▸ **COSE DA FARE**
1/ Traduci in inglese questa frase del brano sulla tossicodipendenza: "Sembra ci si sia appiattiti sul rimedio del metadone, che, secondo i giudizi degli stessi tossicodipendenti, non è una soluzione."
2/ Nel brano sulla tossicodipendenza, trasforma in un elenco puntato il paragrafo che comincia con "Dalle testimonianze che più volte ascoltiamo", mantenendo i fatti principali.
3/ Riprendi il brano sulla tossicodipendenza dal punto in cui si ferma e scrivi il seguito.

------ BRANO MOSTRATO

Si parla del ricovero coatto, ma a mio giudizio esso può scardinare le comunità, che si basano proprio su un ingresso spontaneo. Del resto, la famiglia, con la richiesta di ricovero coatto, delega una funzione che le appartiene e che non dovrebbe trasferire ad altri. Né mi sembra idonea la soluzione proposta da Craxi, ossia l'applicazione della sospensione condizionale della pena o della liberazione condizionale ai tossicodipendenti, perché ciò può essere valido per chi già è stato condannato, ma non risolve il problema per coloro che sono ancora in attesa di giudizio. Dobbiamo trovare, insomma, misure alternative al carcere e ai rimedi imposti, consultando soprattutto le persone che stanno vivendo l'esperienza di cura della tossicodipendenza.
Dalle testimonianze che più volte ascoltiamo, emerge una insufficienza delle strutture pubbliche, nell'opera, peraltro molto complessa, di liberazione dalla tossicodipendenza. Sembra ci si sia appiattiti sul rimedio del metadone, che, secondo i giudizi degli stessi tossicodipendenti, non è una soluzione. Il lavoro di recupero, di reintegrazione, sembra lasciato quasi totalmente a organizzazioni di volontariato, soprattutto promosse dalle famiglie o da religiosi. Tuttavia, nonostante la buona volontà e la validità delle idee, spesso queste strutture non sono, per loro stessa natura, dotate di mezzi sufficienti, per operare. Quale potrebbe essere la forma migliore, più razionale, di cooperazione tra pubblico e privato?

------------
------ MATERIALE FORNITO

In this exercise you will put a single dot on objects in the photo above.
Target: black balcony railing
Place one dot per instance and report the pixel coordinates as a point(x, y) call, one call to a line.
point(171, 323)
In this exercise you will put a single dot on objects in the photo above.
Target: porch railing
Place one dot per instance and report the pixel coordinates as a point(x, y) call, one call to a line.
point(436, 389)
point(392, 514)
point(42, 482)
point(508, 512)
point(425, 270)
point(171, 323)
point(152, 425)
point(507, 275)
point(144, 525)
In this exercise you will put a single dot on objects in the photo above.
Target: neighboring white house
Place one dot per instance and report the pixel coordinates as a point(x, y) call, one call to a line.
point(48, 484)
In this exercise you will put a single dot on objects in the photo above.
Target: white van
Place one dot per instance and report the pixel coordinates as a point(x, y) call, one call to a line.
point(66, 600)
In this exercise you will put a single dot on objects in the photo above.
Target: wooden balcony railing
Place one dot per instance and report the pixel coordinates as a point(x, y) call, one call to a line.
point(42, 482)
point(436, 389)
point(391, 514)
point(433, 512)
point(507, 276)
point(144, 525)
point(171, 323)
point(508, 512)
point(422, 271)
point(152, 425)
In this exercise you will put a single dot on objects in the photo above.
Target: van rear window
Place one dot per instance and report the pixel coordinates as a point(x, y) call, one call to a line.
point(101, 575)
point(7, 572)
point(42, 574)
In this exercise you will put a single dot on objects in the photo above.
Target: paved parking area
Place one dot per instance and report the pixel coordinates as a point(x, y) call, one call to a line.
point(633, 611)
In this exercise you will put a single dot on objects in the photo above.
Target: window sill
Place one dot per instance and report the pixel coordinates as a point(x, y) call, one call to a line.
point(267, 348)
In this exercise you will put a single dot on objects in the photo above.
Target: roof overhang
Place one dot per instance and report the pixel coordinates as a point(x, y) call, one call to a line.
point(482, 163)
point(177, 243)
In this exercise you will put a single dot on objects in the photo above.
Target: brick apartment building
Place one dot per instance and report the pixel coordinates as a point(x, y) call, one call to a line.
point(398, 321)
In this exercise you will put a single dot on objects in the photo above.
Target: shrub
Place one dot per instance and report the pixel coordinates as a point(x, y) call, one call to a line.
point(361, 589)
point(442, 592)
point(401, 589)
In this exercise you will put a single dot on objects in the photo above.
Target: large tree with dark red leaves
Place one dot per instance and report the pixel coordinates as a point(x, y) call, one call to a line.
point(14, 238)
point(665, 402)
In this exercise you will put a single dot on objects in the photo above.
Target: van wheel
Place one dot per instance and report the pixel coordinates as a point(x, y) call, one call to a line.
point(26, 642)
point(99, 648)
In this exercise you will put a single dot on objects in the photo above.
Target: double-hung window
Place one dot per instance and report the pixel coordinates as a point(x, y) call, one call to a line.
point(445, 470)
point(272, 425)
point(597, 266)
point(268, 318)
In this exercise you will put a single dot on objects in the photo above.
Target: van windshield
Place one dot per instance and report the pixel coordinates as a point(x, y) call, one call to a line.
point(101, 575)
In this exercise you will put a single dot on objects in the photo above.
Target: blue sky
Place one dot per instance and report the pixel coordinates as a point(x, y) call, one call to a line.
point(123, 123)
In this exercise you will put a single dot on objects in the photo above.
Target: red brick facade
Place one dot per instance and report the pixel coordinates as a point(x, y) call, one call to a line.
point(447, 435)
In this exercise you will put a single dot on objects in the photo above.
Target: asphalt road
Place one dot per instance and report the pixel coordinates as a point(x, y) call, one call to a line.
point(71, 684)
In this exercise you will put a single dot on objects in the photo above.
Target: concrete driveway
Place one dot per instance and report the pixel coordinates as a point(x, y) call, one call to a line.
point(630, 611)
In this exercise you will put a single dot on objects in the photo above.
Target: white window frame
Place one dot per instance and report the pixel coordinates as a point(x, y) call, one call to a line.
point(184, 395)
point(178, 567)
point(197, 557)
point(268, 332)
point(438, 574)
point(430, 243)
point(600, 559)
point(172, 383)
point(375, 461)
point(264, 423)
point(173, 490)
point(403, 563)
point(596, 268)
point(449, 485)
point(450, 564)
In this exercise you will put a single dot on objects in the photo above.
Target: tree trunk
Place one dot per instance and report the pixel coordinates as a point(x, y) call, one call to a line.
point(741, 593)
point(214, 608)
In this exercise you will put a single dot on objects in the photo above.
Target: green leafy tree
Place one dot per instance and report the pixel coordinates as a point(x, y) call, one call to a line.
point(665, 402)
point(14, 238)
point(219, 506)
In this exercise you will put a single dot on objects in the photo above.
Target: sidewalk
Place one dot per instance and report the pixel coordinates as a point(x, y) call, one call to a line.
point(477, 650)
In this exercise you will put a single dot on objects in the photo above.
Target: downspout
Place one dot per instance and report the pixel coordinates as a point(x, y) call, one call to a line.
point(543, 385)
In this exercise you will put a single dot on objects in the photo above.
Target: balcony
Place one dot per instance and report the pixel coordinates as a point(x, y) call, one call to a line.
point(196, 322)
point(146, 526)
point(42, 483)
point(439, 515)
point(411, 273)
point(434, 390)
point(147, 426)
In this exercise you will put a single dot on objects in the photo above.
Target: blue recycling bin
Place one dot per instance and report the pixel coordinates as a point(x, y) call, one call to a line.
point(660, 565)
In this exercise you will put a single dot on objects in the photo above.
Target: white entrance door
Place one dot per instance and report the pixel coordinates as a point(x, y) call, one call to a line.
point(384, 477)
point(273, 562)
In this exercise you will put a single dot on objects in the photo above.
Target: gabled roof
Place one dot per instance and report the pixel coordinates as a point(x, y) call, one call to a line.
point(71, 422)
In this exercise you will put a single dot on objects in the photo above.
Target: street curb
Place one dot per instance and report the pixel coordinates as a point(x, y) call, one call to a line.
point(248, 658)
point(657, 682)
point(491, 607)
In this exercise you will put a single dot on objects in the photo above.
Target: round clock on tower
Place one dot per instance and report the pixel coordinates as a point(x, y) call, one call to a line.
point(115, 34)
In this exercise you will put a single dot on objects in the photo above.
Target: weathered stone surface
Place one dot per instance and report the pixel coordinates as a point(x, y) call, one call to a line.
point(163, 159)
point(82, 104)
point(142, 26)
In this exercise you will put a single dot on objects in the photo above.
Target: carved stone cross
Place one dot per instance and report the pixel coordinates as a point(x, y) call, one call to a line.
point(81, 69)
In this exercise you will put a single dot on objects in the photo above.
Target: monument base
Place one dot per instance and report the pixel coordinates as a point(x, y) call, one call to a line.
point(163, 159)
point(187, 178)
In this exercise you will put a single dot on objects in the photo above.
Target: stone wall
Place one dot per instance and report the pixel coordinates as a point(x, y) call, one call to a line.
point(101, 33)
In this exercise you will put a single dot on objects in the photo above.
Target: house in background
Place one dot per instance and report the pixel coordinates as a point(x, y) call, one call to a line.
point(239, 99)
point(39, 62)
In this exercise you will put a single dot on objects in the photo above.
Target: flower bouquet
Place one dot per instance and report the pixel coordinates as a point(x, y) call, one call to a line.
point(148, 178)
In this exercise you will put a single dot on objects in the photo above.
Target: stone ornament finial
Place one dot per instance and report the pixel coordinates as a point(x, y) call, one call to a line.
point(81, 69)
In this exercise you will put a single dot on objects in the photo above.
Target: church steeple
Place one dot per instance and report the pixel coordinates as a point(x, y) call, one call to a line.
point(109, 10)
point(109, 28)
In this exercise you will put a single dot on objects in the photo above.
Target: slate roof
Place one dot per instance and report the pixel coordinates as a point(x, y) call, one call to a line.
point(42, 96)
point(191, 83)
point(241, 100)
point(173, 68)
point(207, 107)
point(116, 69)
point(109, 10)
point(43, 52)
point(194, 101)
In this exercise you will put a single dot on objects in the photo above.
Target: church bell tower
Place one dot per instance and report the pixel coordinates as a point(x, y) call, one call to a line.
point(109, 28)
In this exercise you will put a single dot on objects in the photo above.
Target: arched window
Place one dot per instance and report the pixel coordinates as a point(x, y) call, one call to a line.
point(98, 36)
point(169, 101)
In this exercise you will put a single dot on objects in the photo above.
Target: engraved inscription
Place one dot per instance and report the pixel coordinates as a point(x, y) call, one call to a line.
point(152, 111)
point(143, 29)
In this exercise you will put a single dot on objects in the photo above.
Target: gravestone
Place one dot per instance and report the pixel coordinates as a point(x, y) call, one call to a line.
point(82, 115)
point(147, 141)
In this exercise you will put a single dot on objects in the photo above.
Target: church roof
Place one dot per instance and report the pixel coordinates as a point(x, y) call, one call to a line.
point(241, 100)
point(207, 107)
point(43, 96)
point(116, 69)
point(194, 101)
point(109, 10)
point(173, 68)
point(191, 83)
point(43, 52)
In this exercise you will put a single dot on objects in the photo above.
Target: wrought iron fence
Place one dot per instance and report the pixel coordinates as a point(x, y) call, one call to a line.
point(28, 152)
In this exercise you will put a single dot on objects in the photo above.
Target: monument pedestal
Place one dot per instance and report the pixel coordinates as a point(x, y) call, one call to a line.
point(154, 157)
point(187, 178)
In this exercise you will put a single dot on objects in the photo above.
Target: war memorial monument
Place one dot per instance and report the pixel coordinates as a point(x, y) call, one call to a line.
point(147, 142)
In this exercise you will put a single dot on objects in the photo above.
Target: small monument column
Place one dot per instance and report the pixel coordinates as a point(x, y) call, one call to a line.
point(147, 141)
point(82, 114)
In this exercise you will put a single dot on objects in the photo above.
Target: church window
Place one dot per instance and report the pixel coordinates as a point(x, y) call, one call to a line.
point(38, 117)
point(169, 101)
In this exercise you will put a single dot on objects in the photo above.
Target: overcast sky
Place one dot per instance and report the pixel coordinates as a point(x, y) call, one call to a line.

------------

▸ **SOLUZIONI DELLE ATTIVITÀ**
1/ It seems that everyone has settled on methadone as the remedy, which, in the view of drug addicts themselves, is not a solution.

2/
- Le strutture pubbliche risultano insufficienti nel lavoro, molto complesso, di liberazione dalla tossicodipendenza.
- Ci si è appiattiti sul metadone, che secondo gli stessi tossicodipendenti non è una soluzione.
- Il recupero e la reintegrazione sono lasciati quasi del tutto al volontariato, promosso soprattutto da famiglie o religiosi.
- Queste strutture hanno buona volontà e idee valide, ma spesso non dispongono di mezzi sufficienti.
- Resta aperta la domanda su quale sia la forma migliore e più razionale di cooperazione tra pubblico e privato.

3/
Occorre un'interazione reciproca tra volontariato e apparato pubblico. Ci sono regioni avanti in questo senso, anche attraverso strumenti di convenzionamento che hanno avuto successo soprattutto in Toscana. Bisogna creare una rete di occasioni sul territorio, collegate, non in antitesi. Il servizio pubblico deve cambiare il suo ruolo, c'è un progetto alternativo al metadone che è fermo da anni.
Per una migliore cooperazione fra apparato pubblico e volontariato, bisogna individuare e sconfiggere i tre nemici:
- ideologismo, che caratterizza spesso gli interventi publici. Dobbiamo renderci conto che il problema droga va al di là di ogni ideologia;
- il protagonismo, che caratterizza a volte il mondo del volontariato;
- il consumismo, che è il pericolo sul fronte dei giovani. Dovrebbe inoltre essere creato un «I 13» della droga.
La trasmissione «Droga che fare?» ha riempito un vuoto: si è collegata con 12 terminali sparsi in Italia. Questi hanno risposto. Si è registrata una grande mancanza d'informazione.
Recentemente è stata presentata in Consiglio dei ministri una relazione del Presidente del Consiglio, che contiene un dettagliato programma di lotta alla droga. Le stesse forze politiche hanno ormai preso coscienza dell'urgenza di predisporre misure efficaci contro questa terribile piaga sociale. Quali possono essere i suggerimenti più validi al legislatore e ai politici?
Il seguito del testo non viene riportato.